DATASET EXCERPTS:
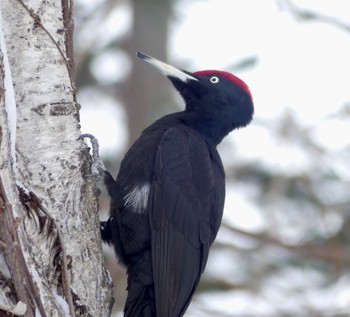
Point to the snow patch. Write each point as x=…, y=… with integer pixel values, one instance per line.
x=10, y=100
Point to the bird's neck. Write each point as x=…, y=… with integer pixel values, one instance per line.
x=206, y=126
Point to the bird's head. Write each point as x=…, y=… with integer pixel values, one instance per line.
x=217, y=98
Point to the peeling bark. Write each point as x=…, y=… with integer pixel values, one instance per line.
x=50, y=246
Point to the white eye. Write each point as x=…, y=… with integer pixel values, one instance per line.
x=214, y=79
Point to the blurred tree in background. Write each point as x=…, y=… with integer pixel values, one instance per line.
x=296, y=262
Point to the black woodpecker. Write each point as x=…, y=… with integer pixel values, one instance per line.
x=168, y=198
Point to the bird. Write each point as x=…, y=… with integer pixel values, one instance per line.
x=168, y=198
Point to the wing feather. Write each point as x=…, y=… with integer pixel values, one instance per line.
x=184, y=196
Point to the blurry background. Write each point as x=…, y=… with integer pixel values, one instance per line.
x=283, y=248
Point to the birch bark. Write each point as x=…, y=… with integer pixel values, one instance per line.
x=51, y=261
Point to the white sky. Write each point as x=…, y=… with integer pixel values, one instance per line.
x=302, y=67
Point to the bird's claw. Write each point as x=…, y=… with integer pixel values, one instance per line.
x=97, y=166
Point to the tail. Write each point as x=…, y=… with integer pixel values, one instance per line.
x=140, y=301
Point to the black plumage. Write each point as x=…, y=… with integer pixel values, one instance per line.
x=167, y=200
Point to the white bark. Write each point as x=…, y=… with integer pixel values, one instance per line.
x=53, y=206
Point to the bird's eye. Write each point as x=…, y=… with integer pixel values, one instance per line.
x=214, y=79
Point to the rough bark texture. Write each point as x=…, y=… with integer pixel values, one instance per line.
x=50, y=249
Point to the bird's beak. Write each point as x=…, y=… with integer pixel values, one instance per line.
x=166, y=69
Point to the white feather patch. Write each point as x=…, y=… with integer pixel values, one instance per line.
x=137, y=198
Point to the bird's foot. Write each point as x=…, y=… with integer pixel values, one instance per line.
x=97, y=166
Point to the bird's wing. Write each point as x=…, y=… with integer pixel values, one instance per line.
x=183, y=226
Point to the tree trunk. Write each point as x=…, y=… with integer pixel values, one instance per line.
x=51, y=261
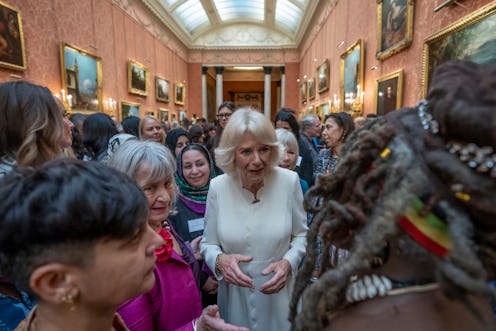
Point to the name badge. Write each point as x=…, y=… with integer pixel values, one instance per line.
x=198, y=224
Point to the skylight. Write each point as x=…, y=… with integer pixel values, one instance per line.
x=191, y=13
x=288, y=14
x=240, y=9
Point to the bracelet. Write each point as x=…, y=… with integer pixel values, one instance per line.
x=218, y=268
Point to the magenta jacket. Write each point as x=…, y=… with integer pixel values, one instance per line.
x=172, y=304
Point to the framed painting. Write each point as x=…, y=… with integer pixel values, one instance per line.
x=12, y=47
x=81, y=74
x=163, y=115
x=388, y=92
x=161, y=89
x=351, y=75
x=311, y=88
x=470, y=38
x=323, y=72
x=303, y=92
x=129, y=109
x=137, y=78
x=394, y=26
x=179, y=93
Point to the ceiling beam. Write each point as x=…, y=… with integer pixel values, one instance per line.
x=270, y=12
x=211, y=11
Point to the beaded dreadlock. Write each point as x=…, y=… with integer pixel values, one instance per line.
x=383, y=167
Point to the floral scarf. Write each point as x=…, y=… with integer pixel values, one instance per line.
x=194, y=198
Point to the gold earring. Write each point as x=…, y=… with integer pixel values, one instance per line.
x=69, y=300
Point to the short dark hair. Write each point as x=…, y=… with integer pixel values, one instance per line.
x=131, y=125
x=97, y=130
x=58, y=213
x=288, y=115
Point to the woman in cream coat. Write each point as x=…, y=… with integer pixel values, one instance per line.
x=255, y=225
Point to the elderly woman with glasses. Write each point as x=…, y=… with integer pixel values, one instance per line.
x=255, y=225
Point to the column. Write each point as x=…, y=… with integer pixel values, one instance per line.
x=283, y=85
x=267, y=71
x=220, y=90
x=204, y=92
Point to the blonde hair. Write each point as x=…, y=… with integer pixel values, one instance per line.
x=131, y=155
x=31, y=124
x=246, y=120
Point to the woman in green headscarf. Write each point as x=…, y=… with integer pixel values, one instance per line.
x=194, y=171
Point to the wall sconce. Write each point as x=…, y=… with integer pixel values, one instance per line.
x=65, y=99
x=110, y=106
x=335, y=103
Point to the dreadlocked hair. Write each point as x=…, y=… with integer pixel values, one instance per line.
x=383, y=167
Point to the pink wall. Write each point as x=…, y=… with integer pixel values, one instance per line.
x=356, y=19
x=114, y=31
x=118, y=31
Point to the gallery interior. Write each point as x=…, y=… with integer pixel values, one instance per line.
x=182, y=58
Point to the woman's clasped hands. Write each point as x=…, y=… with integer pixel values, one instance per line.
x=228, y=266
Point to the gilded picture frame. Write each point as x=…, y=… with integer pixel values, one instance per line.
x=470, y=38
x=351, y=78
x=161, y=89
x=128, y=108
x=394, y=26
x=137, y=78
x=303, y=92
x=81, y=76
x=388, y=92
x=179, y=93
x=13, y=52
x=323, y=72
x=311, y=88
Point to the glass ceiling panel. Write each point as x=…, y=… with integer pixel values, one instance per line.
x=192, y=14
x=170, y=2
x=240, y=9
x=301, y=2
x=288, y=14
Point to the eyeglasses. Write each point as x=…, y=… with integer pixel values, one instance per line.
x=226, y=116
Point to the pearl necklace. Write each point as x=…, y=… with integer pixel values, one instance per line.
x=371, y=286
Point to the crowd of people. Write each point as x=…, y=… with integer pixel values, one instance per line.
x=302, y=223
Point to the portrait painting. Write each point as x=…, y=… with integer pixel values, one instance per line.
x=179, y=93
x=163, y=115
x=311, y=88
x=81, y=74
x=352, y=78
x=12, y=51
x=129, y=109
x=137, y=78
x=388, y=92
x=303, y=92
x=394, y=26
x=323, y=72
x=471, y=38
x=161, y=89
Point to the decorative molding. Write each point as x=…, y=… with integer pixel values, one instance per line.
x=243, y=35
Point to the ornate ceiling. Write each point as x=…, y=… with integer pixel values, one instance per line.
x=236, y=24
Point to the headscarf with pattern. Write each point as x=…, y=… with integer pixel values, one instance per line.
x=194, y=198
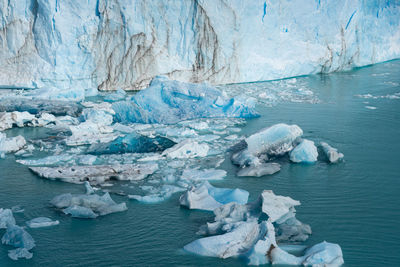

PROBLEM DETAILS: Switch every "integer pixel values" in the listing above to "whole-number pixel values" and write the lines out again with nothing else changed. Leave the pictures out.

RESPONSE TO THIS EXERCISE:
Point to the snow patch. Write each point as x=…, y=… with whole-number pixel values, one instance per line.
x=10, y=100
Point to the bird's neck. Write each point as x=…, y=… with whole-number pixel values, one instance per line.
x=206, y=126
Point to the bird's head. Write each point as x=…, y=… with whole-number pixel values, one instance per line.
x=217, y=98
Point to the peeling bark. Write each point as x=…, y=… with whole-number pixel values, one instance per line.
x=50, y=246
Point to the white eye. Write each point as x=…, y=… with whole-number pixel values, one instance per line.
x=214, y=79
Point to the blurred tree in background. Write each point as x=…, y=… with whole-number pixel values, one instance per line.
x=296, y=262
Point to the black woodpecker. Write each point as x=…, y=… with whole-number pixel values, one instance per line.
x=168, y=198
Point to the bird. Write each point as x=…, y=… with whole-number pixel values, one instance per line.
x=168, y=198
Point to the wing feather. Write each point as x=…, y=… with whole-number pixel values, one instance per line.
x=184, y=196
Point to the blurry background. Write each point as x=…, y=… with whole-number pixel values, one instance per line.
x=283, y=248
Point to the birch bark. Write each point as x=…, y=… with whole-number pixel values, one instance per line.
x=51, y=261
Point to the white sky. Write each point as x=…, y=… with whole-number pixel values, one instance per line.
x=302, y=67
Point to the bird's claw. Write each point as x=…, y=… with whole-number pixel values, one instance per line.
x=97, y=166
Point to the tail. Write each point as x=…, y=… with whole-number pixel values, one instance per line.
x=140, y=301
Point to the black plumage. Write each point as x=…, y=… with whole-number pixel values, one instance per line.
x=167, y=200
Point to the white bark. Write each point as x=…, y=… with whole-number pixel values, one instance per line.
x=53, y=206
Point to the bird's eye. Write each point as x=…, y=… with whole-number pixel values, one instance per line.
x=214, y=79
Point to the rough bark texture. Write each point as x=…, y=… with whole-number pixel values, one instance per line.
x=50, y=249
Point to the bird's beak. Write each point as x=…, y=… with whole-number pixel values, one instance per line.
x=166, y=69
Point to the white feather patch. Write each point as x=…, y=… with whole-number pixel values, one instance per line.
x=137, y=198
Point to the bird's foot. Write each point as x=…, y=… with whole-number pixel values, one instance per line.
x=97, y=166
Point to the bird's wing. Write each point as x=…, y=… with whole-number pixel values, one instance per line.
x=183, y=226
Point to the tree trunk. Write each point as x=…, y=… with whole-number pixel values, one instance per line.
x=51, y=261
Point to the name badge. Write each point as x=…, y=… with whole-number pixel values, one instance per line.
x=198, y=224
Point to the skylight. Write each point as x=…, y=… with whole-number pixel values, one instance per line.
x=191, y=13
x=288, y=14
x=240, y=9
Point to the bracelet. Write each point as x=…, y=… with whole-number pixel values, one instance per line.
x=218, y=268
Point to the magenta jacket. Write each point as x=…, y=… with whole-number pixel values, one instance per line.
x=172, y=304
Point to the framed painting. Write each point as x=…, y=… with whole-number pixel values, one instance per line.
x=12, y=47
x=81, y=74
x=163, y=115
x=388, y=92
x=161, y=89
x=351, y=75
x=311, y=88
x=470, y=38
x=323, y=72
x=303, y=92
x=129, y=109
x=137, y=78
x=394, y=26
x=179, y=93
Point to the ceiling beam. Write each point as x=…, y=… with whole-number pixel values, one instance per line.
x=270, y=12
x=211, y=11
Point to the beaded dreadlock. Write each point as x=…, y=… with whole-number pixel values, one instance per line.
x=383, y=167
Point to the floral scarf. Write each point as x=…, y=… with whole-number pixel values, one instance per line.
x=194, y=198
Point to the gold earring. Write each point as x=…, y=… with whole-number pixel values, one instance per line.
x=69, y=300
Point to the short dark hair. Write each point as x=…, y=… with whole-number pixel values, one instance per line.
x=131, y=125
x=97, y=130
x=58, y=213
x=288, y=115
Point to the woman in cream coat. Write each point as x=…, y=… with whole-number pixel values, one instance per line.
x=255, y=225
Point to the elderly woman with glasses. Write each point as x=…, y=… with whole-number pixel values, one instance per line.
x=255, y=225
Point to the column. Write each point as x=…, y=… with whole-number pixel values, one instance per line.
x=283, y=85
x=267, y=71
x=220, y=90
x=204, y=92
Point to the blonde hair. Write each point as x=…, y=… with whole-number pixel values, one instance per line.
x=131, y=155
x=31, y=124
x=246, y=120
Point to the woman in green headscarf. Write each point as x=…, y=… with whole-number pixel values, one instance per line.
x=194, y=171
Point to the wall sconce. Write each point as x=…, y=… with whole-number pixel values, one instance per line.
x=65, y=99
x=110, y=106
x=335, y=103
Point to the dreadlocked hair. Write each point as x=…, y=… with whole-number pixel values, one instance per line.
x=383, y=167
Point to the pink wall. Write each point as x=…, y=… with whole-number pixel values, one instance per line.
x=356, y=19
x=114, y=31
x=118, y=31
Point to the gallery interior. Write each point as x=…, y=… with whole-number pixel values, one instance per line.
x=182, y=58
Point to the woman's clasped hands. Write each point as x=…, y=… with whole-number pixel values, one instance per line.
x=228, y=266
Point to the gilded picture frame. Write each point as x=…, y=… with whole-number pixel values, one instance per line.
x=470, y=38
x=351, y=78
x=161, y=89
x=128, y=108
x=394, y=26
x=137, y=78
x=303, y=92
x=81, y=76
x=388, y=92
x=179, y=93
x=13, y=52
x=323, y=72
x=311, y=88
Point to the glass ceiling panel. Write each point as x=…, y=… with whole-number pixel values, one instance per line.
x=192, y=14
x=170, y=2
x=240, y=9
x=301, y=2
x=288, y=14
Point to the eyeglasses. Write each point as x=…, y=… with whole-number pixel values, one instance per line.
x=226, y=116
Point to the pearl necklace. Write each point as x=…, y=… with whole-number pixel values, one instance per line.
x=371, y=286
Point to the crowd of people. Write each point as x=…, y=… with whole-number pixel values, one instance per line.
x=302, y=223
Point to the portrait painting. Write each point as x=…, y=… with whole-number pixel values, one instance per line.
x=179, y=93
x=163, y=115
x=311, y=88
x=81, y=74
x=352, y=78
x=12, y=51
x=129, y=109
x=137, y=78
x=388, y=92
x=303, y=92
x=394, y=26
x=323, y=72
x=471, y=38
x=161, y=89
Point to the decorative molding. Write each point as x=…, y=… with whole-number pixel values, one instance per line.
x=243, y=35
Point to the ornate ceiling. Write each point as x=…, y=… with whole-number pixel values, one instance per line.
x=236, y=24
Point to the headscarf with pattern. Write each point as x=…, y=… with whole-number pixel values, one instance per line.
x=194, y=198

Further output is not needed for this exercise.